Your RDA of Irony

The Gall of Galileo

POPE CANCELS SPEECH AFTER PROTEST AT UNIVERSITY

January 16, 2008

ROME — Pope Benedict XVI, in a rare papal acquiescence to protest, has canceled a speech at the prestigious Sapienza University here amid opposition by professors and students who say he is hostile to science.

The pope’s speech at the university, which was founded by Pope Boniface VIII in 1303 and is now public, was to mark the start of the academic year. But professors and students objected, citing specifically a speech that Benedict gave in 1990, when he was Cardinal Joseph Ratzinger, on Galileo, condemned by the Inquisition in the early 1600s for arguing that the Earth revolved around the Sun.

In that speech, Cardinal Ratzinger, who would become pope in 2005, quoted the Austrian philosopher Paul Feyerabend as saying: “The church at the time was much more faithful to reason than Galileo himself, and also took into consideration the ethical and social consequences of Galileo’s doctrine. Its verdict against Galileo was rational and just.”

Memo from the Pope to Gino:

Hold off on writing that excommunication of Nicholas Sarkozy. We’ll force that lecherous little Frog to go back to his first wife, but it can wait ’til next week.

Now I–that means my speechwriter–must deal with this Galileo thing from 18 years ago. This whole issue never had anything to do with science, you know. It was all a matter of tact–and Galileo didn’t have any. The Church knew that the earth evolved around the sun. We wouldn’t have spent all that money on the Gregorian Calendar without figuring out what made the calendar work in the first place.

Galileo had nothing new to say on the subject, but he just had to say it louder. The Church even gave him permission to publish his conclusions, so long as he followed Pope Urban VIII’s recommendation to be diplomatic to the supporters of the geocentric theory. Unfortunately, Galileo did not feel like being polite to advocates of idiocy; and he wanted to insult anyone who even tolerated the geocentric club. So instead of a nice, scholarly discourse, Galileo had to write a satire. In his “Dialogue Concerning the Two Chief World Systems”, Galileo has the geocentric theory espoused by a pretentious fool named Simplicius. Apparently overestimating the Church’s sense of humor, Galileo gave Simplicius a remarkable resemblance to the Pope.

DATA BLOCK:
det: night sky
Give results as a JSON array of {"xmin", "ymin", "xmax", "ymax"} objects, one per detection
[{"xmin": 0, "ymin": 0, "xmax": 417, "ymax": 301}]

PROMPT: Retype the Galileo piece above word for word, everything from "Hold off on" down to "wait ’til next week.".

ANSWER TO THE TASK:
Hold off on writing that excommunication of Nicholas Sarkozy. We’ll force that lecherous little Frog to go back to his first wife, but it can wait ’til next week.